### TASK GOAL
Retype the entries in full, exactly.

[Stored records]
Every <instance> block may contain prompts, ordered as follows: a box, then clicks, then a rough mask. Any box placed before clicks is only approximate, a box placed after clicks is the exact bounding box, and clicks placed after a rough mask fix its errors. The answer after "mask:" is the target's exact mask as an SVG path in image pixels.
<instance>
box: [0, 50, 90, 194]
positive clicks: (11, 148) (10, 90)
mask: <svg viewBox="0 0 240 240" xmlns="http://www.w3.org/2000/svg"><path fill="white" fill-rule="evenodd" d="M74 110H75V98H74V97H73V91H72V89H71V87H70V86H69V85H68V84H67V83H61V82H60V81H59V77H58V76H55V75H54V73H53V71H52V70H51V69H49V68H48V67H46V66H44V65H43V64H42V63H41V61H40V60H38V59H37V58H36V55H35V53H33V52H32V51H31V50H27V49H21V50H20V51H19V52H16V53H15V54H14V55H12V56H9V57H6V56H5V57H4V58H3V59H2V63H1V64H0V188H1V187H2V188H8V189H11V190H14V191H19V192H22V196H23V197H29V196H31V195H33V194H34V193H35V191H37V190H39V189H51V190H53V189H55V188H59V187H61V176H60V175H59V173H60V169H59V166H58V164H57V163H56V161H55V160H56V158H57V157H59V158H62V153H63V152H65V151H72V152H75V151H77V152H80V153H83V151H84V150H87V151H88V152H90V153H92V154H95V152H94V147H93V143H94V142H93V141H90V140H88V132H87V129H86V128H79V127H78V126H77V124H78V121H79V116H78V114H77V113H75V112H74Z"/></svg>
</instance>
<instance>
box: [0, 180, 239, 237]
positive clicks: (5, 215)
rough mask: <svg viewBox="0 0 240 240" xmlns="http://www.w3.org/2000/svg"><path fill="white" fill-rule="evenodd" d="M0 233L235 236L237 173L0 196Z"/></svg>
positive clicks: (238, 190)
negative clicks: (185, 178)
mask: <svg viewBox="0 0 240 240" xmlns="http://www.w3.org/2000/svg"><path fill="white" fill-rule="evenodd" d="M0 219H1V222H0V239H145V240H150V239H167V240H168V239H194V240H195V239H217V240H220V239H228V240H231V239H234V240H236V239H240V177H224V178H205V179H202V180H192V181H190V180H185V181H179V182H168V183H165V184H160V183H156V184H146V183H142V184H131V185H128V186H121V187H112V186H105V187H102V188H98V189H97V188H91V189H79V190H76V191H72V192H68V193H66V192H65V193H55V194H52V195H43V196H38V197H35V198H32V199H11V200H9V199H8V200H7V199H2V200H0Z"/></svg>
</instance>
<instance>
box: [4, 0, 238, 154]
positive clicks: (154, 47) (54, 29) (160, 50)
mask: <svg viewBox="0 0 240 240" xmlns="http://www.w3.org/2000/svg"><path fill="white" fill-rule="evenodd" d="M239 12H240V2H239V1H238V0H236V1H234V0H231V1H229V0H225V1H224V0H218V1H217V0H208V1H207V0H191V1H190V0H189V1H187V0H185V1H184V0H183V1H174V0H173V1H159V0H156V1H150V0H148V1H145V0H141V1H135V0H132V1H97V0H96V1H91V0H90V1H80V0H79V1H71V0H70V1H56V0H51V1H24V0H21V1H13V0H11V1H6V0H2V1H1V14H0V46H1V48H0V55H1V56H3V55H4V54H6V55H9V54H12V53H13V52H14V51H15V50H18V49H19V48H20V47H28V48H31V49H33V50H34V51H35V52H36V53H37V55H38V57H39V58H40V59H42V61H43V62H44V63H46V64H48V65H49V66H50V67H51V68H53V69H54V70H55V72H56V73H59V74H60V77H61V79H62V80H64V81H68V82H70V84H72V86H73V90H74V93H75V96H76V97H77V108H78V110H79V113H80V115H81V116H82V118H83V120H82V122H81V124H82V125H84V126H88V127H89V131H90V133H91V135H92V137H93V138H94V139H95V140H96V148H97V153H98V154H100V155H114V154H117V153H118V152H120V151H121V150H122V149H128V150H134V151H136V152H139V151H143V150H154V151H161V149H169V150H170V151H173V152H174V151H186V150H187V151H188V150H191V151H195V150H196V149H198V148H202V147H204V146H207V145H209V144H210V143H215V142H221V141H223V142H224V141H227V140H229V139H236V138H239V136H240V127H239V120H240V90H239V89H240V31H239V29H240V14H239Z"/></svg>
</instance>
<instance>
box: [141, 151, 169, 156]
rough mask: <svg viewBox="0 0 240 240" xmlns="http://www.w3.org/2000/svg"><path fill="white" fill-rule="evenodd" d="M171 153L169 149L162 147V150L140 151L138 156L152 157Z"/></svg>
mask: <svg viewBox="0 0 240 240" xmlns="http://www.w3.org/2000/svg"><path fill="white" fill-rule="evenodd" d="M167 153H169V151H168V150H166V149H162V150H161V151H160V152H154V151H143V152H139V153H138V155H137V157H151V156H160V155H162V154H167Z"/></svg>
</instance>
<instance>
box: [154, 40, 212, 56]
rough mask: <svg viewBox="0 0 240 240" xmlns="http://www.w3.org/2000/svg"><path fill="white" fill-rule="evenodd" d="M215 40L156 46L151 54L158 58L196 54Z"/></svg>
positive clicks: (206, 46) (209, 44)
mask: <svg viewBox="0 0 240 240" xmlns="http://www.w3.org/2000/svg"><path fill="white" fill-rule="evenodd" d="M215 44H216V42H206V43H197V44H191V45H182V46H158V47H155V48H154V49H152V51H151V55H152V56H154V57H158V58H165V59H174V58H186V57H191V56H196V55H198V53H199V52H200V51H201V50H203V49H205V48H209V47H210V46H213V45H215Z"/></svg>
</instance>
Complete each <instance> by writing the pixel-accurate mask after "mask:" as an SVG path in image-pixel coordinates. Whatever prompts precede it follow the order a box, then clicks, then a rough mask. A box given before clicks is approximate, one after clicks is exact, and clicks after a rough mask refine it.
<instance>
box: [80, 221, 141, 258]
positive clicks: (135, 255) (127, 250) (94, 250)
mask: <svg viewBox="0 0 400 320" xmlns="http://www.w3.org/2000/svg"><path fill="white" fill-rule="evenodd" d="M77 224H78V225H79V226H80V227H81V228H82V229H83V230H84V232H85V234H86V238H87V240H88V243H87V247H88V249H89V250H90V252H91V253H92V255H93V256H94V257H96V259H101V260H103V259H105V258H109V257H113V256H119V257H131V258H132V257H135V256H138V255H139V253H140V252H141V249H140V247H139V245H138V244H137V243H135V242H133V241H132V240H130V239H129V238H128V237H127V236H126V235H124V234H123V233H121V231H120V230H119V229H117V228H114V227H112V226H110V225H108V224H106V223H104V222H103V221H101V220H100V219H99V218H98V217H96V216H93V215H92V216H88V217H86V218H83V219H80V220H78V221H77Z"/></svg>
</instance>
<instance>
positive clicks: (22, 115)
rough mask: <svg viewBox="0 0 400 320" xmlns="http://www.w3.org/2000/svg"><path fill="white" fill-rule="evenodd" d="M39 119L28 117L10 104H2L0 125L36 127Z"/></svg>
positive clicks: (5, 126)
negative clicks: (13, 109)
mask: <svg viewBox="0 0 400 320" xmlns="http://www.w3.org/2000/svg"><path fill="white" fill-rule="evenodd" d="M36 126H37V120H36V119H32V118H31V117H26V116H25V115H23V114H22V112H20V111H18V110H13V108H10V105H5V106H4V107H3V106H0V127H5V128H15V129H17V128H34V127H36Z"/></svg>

### YOUR SOLUTION
Every <instance> block may contain prompts, ordered as follows: a box, then clicks, then a rough mask. Any box placed before clicks is only approximate, a box placed after clicks is the exact bounding box, and clicks placed after a rough mask fix its errors. The answer after "mask:" is the target's exact mask as an SVG path in image pixels.
<instance>
box: [0, 50, 90, 194]
positive clicks: (11, 148) (10, 90)
mask: <svg viewBox="0 0 240 240" xmlns="http://www.w3.org/2000/svg"><path fill="white" fill-rule="evenodd" d="M74 110H75V98H74V97H73V91H72V89H71V87H70V86H69V85H68V84H67V83H61V82H60V81H59V77H58V76H55V75H54V73H53V71H52V70H51V69H49V68H48V67H46V66H44V65H43V64H42V63H41V61H40V60H38V59H37V58H36V55H35V53H33V52H32V51H31V50H27V49H21V50H20V51H19V52H16V53H15V54H14V55H12V56H9V57H6V56H5V57H4V58H3V59H2V63H1V64H0V188H1V187H2V188H8V189H11V190H14V191H19V192H22V196H23V197H29V196H31V195H33V194H34V193H35V191H37V190H39V189H51V190H53V189H55V188H59V187H61V176H60V175H59V173H60V169H59V166H58V164H57V163H56V161H55V160H56V158H57V157H59V158H62V153H63V152H65V151H72V152H75V151H77V152H80V153H83V151H84V150H87V151H88V152H90V153H92V154H95V152H94V147H93V143H94V142H93V141H90V140H88V132H87V129H86V128H79V127H78V126H77V124H78V121H79V116H78V114H77V113H75V112H74Z"/></svg>
</instance>
<instance>
box: [0, 180, 239, 237]
positive clicks: (5, 215)
rough mask: <svg viewBox="0 0 240 240" xmlns="http://www.w3.org/2000/svg"><path fill="white" fill-rule="evenodd" d="M0 233L235 236L237 173L0 196Z"/></svg>
positive clicks: (238, 190)
negative clicks: (185, 178)
mask: <svg viewBox="0 0 240 240" xmlns="http://www.w3.org/2000/svg"><path fill="white" fill-rule="evenodd" d="M0 219H1V222H0V239H145V240H150V239H167V240H168V239H194V240H195V239H217V240H220V239H228V240H231V239H234V240H236V239H240V177H224V178H205V179H202V180H192V181H190V180H185V181H179V182H168V183H165V184H160V183H156V184H146V183H142V184H131V185H128V186H121V187H112V186H105V187H102V188H98V189H97V188H91V189H79V190H76V191H72V192H68V193H66V192H65V193H55V194H52V195H43V196H38V197H35V198H32V199H11V200H9V199H8V200H7V199H2V200H0Z"/></svg>
</instance>
<instance>
box: [4, 0, 238, 154]
positive clicks: (154, 47) (54, 29) (160, 50)
mask: <svg viewBox="0 0 240 240" xmlns="http://www.w3.org/2000/svg"><path fill="white" fill-rule="evenodd" d="M239 12H240V2H239V1H238V0H236V1H234V0H231V1H229V0H225V1H224V0H218V1H217V0H208V1H207V0H191V1H190V0H189V1H187V0H185V1H184V0H183V1H174V0H173V1H159V0H156V1H150V0H148V1H145V0H141V1H135V0H132V1H97V0H96V1H91V0H90V1H80V0H79V1H71V0H70V1H56V0H51V1H24V0H21V1H13V0H11V1H6V0H2V1H1V14H0V46H1V48H0V55H1V56H3V55H4V54H6V55H9V54H12V53H13V52H14V51H15V50H18V49H19V48H20V47H28V48H31V49H33V50H34V51H35V52H36V53H37V55H38V57H39V58H40V59H42V61H43V62H44V63H46V64H48V65H49V66H50V67H51V68H53V69H54V70H55V72H56V73H59V74H60V77H61V79H62V80H64V81H68V82H70V84H72V86H73V90H74V93H75V96H76V97H77V108H78V110H79V113H80V115H81V116H82V118H83V120H82V122H81V124H82V125H84V126H88V127H89V131H90V133H91V135H92V137H93V138H94V139H95V140H96V148H97V153H98V154H100V155H114V154H117V153H118V152H120V151H121V150H122V149H128V150H134V151H136V152H139V151H143V150H154V151H161V149H169V150H170V151H173V152H174V151H186V150H187V151H188V150H191V151H195V150H196V149H198V148H202V147H204V146H207V145H209V144H210V143H215V142H221V141H223V142H224V141H227V140H229V139H236V138H239V136H240V127H239V120H240V90H239V89H240V31H239V29H240V14H239Z"/></svg>
</instance>
<instance>
box: [141, 151, 169, 156]
rough mask: <svg viewBox="0 0 240 240" xmlns="http://www.w3.org/2000/svg"><path fill="white" fill-rule="evenodd" d="M171 153L169 149L162 147V150L140 151L138 156L152 157Z"/></svg>
mask: <svg viewBox="0 0 240 240" xmlns="http://www.w3.org/2000/svg"><path fill="white" fill-rule="evenodd" d="M167 153H169V151H168V150H166V149H162V150H161V151H160V152H154V151H143V152H139V153H138V155H137V157H151V156H160V155H162V154H167Z"/></svg>
</instance>
<instance>
box: [154, 40, 212, 56]
rough mask: <svg viewBox="0 0 240 240" xmlns="http://www.w3.org/2000/svg"><path fill="white" fill-rule="evenodd" d="M215 40L156 46L151 54L158 58L196 54Z"/></svg>
positive clicks: (206, 46) (209, 44)
mask: <svg viewBox="0 0 240 240" xmlns="http://www.w3.org/2000/svg"><path fill="white" fill-rule="evenodd" d="M215 44H216V42H206V43H197V44H191V45H182V46H158V47H155V48H154V49H152V51H151V55H152V56H154V57H158V58H165V59H174V58H186V57H191V56H196V55H198V53H199V52H200V51H201V50H203V49H205V48H209V47H210V46H213V45H215Z"/></svg>
</instance>
Complete each <instance> by writing the pixel-accurate mask after "mask:" as an SVG path in image-pixel coordinates. Whatever prompts precede it follow the order a box, then clicks, then a rough mask. A box given before clicks is approximate, one after clicks is exact, and clicks after a rough mask refine it.
<instance>
box: [80, 221, 141, 258]
positive clicks: (135, 255) (127, 250) (94, 250)
mask: <svg viewBox="0 0 400 320" xmlns="http://www.w3.org/2000/svg"><path fill="white" fill-rule="evenodd" d="M77 224H78V225H79V226H80V227H81V228H82V229H83V230H84V232H85V234H86V238H87V240H88V243H87V247H88V249H89V250H90V252H91V253H92V255H93V256H94V257H96V259H101V260H103V259H105V258H109V257H113V256H119V257H131V258H132V257H135V256H138V255H139V253H140V252H141V249H140V247H139V245H138V244H137V243H135V242H133V241H132V240H130V239H129V238H128V237H127V236H126V235H124V234H123V233H121V231H120V230H119V229H117V228H114V227H112V226H110V225H108V224H106V223H104V222H103V221H101V220H100V219H99V218H98V217H96V216H93V215H92V216H88V217H86V218H83V219H80V220H78V221H77Z"/></svg>
</instance>
<instance>
positive clicks: (22, 115)
rough mask: <svg viewBox="0 0 400 320" xmlns="http://www.w3.org/2000/svg"><path fill="white" fill-rule="evenodd" d="M39 119L28 117L10 104H2L0 125L36 127Z"/></svg>
positive clicks: (5, 126)
negative clicks: (13, 109)
mask: <svg viewBox="0 0 400 320" xmlns="http://www.w3.org/2000/svg"><path fill="white" fill-rule="evenodd" d="M36 126H37V120H36V119H32V118H31V117H26V116H25V115H23V114H22V112H20V111H18V110H13V108H10V105H5V106H4V107H3V106H0V127H5V128H15V129H17V128H34V127H36Z"/></svg>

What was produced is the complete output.